---- DATA PROVIDED
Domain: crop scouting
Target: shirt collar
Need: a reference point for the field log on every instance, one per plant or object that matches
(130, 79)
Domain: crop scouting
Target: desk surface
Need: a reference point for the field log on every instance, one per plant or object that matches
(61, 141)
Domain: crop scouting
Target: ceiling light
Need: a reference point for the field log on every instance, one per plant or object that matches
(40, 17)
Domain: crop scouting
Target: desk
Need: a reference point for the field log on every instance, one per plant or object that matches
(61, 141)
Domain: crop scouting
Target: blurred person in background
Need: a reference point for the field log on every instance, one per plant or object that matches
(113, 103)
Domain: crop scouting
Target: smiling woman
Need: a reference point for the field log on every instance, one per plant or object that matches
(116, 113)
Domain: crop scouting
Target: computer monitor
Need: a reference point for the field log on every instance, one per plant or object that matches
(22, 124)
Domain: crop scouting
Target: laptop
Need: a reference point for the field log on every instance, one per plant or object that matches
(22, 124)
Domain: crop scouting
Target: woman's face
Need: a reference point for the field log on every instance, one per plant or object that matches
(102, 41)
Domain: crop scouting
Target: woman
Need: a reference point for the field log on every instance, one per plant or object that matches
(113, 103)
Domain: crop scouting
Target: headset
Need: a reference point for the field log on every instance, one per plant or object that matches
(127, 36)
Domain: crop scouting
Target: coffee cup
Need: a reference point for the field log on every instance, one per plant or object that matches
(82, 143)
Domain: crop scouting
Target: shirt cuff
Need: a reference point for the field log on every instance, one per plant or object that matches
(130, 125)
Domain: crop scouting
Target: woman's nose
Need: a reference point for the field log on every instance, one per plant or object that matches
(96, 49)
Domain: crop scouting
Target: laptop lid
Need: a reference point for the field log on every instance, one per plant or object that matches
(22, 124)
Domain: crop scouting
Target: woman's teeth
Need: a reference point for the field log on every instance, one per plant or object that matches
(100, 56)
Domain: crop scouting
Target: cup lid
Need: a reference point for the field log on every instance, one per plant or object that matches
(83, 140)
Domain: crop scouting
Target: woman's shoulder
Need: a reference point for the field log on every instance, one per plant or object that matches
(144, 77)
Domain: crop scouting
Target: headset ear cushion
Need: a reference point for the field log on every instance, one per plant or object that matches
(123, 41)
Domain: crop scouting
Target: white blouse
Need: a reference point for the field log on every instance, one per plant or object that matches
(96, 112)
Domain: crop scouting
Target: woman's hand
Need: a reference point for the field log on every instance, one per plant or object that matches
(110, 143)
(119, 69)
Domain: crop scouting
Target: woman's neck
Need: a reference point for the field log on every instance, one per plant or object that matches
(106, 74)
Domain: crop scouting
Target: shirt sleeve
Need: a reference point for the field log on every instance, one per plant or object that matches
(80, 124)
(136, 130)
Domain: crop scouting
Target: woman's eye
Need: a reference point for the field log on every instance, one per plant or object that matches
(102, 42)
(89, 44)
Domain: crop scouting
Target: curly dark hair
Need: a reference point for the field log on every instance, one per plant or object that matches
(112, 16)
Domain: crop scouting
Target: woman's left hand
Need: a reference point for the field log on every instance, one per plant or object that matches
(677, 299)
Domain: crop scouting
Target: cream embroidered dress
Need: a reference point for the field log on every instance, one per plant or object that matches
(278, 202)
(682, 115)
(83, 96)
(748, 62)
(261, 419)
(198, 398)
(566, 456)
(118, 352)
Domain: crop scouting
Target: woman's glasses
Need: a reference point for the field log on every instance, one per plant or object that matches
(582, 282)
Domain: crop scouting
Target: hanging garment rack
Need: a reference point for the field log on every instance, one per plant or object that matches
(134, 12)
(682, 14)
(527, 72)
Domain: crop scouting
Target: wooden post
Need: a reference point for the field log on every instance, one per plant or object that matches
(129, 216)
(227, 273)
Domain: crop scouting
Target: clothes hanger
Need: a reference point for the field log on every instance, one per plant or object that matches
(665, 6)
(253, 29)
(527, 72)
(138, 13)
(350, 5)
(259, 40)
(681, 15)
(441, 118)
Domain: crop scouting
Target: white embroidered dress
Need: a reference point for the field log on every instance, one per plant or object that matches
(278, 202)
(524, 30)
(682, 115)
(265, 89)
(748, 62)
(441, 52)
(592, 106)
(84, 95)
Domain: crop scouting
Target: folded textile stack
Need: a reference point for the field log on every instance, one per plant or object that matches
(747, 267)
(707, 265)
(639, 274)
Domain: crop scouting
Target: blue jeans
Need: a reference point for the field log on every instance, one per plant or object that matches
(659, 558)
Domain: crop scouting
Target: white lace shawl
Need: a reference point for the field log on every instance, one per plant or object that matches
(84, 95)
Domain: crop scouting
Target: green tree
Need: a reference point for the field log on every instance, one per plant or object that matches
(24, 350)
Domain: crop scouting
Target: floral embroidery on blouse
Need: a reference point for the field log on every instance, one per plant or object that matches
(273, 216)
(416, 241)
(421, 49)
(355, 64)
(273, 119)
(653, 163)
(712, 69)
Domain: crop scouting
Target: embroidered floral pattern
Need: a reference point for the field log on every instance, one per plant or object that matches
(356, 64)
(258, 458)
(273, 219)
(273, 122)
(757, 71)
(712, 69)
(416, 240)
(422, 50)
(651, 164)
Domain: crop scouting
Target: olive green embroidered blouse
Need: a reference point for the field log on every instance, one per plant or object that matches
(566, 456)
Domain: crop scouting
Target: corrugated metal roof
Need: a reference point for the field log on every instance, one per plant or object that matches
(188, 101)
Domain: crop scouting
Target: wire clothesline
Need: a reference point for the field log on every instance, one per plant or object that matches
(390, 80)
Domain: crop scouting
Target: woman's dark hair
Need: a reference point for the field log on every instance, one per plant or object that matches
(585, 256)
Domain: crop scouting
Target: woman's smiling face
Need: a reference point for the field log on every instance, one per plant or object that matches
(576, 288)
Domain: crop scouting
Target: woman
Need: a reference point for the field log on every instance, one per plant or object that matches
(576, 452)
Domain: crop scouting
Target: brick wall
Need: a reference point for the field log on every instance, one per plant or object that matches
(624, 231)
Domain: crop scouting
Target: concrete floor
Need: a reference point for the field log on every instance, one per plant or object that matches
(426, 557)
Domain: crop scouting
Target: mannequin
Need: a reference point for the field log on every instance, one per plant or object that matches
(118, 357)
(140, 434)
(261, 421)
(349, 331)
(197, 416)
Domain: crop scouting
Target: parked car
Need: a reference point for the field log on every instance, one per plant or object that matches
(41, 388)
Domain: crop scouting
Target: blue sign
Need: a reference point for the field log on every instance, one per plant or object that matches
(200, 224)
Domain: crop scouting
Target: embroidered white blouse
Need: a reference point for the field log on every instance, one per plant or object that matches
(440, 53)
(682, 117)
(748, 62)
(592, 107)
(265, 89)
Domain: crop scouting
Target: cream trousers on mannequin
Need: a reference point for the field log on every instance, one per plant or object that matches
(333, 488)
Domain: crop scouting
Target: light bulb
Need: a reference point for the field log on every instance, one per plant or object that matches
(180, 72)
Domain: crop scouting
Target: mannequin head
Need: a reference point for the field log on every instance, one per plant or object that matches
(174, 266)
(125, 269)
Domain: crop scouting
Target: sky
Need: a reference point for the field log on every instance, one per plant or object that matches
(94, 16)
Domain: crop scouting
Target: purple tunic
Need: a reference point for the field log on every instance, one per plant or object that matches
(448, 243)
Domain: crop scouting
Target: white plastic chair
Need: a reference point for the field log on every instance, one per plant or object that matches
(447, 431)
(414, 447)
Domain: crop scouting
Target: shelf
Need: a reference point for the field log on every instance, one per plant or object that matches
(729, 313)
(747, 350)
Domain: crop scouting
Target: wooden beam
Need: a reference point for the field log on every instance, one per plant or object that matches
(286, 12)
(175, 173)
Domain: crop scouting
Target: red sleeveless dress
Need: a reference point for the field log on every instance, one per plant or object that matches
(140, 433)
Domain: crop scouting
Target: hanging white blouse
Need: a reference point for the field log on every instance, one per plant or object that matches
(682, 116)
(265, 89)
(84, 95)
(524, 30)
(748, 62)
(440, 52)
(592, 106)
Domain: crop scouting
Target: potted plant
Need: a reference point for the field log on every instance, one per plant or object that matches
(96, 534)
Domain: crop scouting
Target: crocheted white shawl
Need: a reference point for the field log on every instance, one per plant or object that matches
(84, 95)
--------
• REQUIRED WORK
Pull out every line of the material above that contains the string "wooden", copying each one unchanged.

• FULL ANSWER
Target: wooden post
Target: wooden beam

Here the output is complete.